──────── Information provided

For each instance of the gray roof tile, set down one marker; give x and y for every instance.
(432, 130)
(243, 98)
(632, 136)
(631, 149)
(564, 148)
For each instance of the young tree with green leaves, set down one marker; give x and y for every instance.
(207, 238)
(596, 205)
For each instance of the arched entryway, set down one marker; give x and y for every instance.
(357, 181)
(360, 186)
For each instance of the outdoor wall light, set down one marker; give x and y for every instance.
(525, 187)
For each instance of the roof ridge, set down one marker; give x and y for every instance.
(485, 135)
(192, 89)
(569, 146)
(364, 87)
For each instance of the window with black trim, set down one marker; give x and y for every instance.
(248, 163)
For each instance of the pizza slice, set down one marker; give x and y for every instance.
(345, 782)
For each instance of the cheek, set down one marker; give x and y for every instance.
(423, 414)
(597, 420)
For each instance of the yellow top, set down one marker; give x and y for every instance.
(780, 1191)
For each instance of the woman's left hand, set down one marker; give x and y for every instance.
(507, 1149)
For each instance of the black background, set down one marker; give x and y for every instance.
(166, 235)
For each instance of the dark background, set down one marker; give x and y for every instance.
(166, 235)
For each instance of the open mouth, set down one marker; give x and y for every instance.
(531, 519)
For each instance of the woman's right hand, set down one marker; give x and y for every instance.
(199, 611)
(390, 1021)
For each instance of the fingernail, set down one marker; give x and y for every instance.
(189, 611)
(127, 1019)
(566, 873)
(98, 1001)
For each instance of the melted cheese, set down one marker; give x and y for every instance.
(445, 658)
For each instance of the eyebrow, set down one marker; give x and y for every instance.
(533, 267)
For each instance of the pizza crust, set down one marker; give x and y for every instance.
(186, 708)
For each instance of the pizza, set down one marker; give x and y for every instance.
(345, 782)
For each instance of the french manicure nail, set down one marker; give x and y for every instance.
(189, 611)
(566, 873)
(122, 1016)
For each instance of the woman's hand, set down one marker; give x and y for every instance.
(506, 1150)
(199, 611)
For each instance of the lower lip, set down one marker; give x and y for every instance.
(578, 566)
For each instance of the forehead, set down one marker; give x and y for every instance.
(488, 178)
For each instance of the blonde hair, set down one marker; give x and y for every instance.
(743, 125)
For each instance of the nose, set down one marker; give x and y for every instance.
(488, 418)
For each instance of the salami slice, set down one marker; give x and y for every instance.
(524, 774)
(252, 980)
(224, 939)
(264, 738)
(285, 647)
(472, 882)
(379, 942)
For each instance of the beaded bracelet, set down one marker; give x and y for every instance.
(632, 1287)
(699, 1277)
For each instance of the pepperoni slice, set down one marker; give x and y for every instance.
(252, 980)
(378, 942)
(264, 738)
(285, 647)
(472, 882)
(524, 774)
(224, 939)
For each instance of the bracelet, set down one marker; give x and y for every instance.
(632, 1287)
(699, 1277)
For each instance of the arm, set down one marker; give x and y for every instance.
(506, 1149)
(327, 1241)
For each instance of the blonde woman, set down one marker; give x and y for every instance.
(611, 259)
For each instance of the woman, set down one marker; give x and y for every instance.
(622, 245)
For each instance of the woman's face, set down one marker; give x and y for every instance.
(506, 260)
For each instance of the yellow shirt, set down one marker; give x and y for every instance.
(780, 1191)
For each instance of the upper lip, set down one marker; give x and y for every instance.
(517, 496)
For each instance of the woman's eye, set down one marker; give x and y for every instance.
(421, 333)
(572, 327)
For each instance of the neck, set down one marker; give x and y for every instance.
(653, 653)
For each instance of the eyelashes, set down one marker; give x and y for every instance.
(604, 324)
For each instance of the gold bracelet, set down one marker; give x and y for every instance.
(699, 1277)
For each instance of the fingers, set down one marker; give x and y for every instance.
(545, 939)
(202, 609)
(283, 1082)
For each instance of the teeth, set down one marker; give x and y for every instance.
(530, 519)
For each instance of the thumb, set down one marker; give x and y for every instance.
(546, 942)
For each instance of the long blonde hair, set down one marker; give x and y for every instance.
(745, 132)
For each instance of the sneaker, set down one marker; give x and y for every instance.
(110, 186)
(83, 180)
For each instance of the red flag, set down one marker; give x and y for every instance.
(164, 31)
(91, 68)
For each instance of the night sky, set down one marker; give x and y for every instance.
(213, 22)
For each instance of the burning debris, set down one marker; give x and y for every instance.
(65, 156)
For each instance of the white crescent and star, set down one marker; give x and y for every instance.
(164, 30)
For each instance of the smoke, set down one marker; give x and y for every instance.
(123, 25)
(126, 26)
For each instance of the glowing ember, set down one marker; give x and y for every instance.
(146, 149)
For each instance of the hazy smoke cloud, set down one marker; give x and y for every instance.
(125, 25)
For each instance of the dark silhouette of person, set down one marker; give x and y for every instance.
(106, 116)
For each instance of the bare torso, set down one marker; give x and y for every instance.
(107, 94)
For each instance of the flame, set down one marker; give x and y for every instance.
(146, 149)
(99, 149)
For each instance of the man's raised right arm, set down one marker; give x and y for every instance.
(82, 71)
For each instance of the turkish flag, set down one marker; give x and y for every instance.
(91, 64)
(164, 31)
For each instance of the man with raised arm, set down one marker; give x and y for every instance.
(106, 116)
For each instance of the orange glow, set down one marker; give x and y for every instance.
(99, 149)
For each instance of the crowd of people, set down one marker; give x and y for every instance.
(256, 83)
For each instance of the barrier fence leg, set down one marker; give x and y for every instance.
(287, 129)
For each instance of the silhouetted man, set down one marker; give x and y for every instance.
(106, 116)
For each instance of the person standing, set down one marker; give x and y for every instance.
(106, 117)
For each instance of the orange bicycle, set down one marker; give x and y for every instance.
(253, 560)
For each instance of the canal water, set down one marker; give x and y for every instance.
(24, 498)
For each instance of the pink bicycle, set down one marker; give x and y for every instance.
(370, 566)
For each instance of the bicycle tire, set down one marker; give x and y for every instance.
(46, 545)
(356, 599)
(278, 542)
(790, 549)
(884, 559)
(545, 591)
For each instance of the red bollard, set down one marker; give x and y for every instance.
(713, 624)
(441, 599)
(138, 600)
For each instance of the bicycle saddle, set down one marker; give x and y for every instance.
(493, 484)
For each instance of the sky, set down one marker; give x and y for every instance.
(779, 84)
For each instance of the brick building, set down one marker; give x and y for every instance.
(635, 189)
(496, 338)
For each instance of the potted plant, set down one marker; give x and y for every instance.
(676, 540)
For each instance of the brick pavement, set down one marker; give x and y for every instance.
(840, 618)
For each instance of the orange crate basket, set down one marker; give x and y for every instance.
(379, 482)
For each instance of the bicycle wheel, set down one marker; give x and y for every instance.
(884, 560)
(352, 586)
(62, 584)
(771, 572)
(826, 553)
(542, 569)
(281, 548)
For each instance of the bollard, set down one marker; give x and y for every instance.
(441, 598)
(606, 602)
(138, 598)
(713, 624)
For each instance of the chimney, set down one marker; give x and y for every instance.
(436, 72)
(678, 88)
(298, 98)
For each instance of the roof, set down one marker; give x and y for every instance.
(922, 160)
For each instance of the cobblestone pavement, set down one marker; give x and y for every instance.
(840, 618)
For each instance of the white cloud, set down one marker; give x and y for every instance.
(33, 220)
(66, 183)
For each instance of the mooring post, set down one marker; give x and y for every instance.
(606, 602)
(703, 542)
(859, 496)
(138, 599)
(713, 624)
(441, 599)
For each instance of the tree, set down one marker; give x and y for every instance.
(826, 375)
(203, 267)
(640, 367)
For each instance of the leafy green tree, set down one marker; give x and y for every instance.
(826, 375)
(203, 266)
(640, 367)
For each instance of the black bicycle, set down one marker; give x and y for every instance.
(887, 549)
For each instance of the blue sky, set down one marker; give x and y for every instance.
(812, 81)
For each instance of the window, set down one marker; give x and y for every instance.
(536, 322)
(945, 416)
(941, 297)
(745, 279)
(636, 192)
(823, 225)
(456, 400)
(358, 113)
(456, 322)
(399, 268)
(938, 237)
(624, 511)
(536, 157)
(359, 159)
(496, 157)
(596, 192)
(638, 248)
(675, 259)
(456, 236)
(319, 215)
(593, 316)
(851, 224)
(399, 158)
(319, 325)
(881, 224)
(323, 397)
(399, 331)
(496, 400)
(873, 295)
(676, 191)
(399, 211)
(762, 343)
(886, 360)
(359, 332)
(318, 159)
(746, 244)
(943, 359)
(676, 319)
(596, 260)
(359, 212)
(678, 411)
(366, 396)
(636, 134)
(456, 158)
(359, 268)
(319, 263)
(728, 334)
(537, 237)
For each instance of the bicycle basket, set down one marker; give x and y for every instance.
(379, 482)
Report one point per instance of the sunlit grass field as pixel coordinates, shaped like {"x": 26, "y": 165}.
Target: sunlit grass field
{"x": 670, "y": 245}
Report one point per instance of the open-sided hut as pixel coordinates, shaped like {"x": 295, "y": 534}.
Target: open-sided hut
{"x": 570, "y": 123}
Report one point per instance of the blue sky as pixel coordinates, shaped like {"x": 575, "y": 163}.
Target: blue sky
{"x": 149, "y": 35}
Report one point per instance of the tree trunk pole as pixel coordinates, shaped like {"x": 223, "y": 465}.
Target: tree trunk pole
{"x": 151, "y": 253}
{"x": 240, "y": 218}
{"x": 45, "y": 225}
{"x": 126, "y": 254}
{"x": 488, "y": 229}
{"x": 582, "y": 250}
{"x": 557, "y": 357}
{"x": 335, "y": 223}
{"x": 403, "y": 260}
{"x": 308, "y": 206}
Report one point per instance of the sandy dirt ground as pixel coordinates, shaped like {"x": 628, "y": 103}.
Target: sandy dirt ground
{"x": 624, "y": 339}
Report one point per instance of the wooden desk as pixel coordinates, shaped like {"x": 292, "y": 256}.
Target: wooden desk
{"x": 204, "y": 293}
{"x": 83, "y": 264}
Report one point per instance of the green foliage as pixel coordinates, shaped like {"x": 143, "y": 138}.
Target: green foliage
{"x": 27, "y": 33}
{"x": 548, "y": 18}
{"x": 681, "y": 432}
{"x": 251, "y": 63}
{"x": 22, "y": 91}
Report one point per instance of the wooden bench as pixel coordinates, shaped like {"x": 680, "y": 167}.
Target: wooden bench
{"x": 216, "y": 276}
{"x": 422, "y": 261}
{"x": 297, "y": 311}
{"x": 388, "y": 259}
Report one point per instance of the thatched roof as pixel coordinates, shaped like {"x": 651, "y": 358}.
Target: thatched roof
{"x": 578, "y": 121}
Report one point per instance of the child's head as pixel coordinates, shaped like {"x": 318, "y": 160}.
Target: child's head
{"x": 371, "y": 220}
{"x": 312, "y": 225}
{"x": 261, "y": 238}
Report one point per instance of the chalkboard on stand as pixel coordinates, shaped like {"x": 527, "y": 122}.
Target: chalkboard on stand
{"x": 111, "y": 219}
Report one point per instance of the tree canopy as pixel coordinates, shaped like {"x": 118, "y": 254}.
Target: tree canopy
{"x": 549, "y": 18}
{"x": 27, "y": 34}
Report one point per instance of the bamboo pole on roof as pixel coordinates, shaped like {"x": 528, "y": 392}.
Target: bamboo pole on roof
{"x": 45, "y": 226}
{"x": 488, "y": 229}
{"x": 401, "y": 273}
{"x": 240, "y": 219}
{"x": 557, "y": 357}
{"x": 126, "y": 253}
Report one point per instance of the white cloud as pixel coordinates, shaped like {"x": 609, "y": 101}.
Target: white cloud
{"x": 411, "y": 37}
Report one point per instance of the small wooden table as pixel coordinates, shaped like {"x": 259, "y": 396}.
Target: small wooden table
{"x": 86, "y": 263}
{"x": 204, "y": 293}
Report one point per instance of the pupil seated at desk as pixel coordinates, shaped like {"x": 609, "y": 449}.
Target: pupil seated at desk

────────────────

**The problem**
Copy out the lines of the records again, starting at the line that contains "For each instance of the gold" and stopping after the line that contains "(283, 1082)". Keep the requests as they are, and add 53 to each number in the answer coordinates.

**Completed task**
For each instance of the gold bracelet, set down one marker; give x and y for every instance.
(752, 1330)
For each instance of the fingers, set down one marker; give x and y for every instance.
(598, 992)
(255, 662)
(336, 1135)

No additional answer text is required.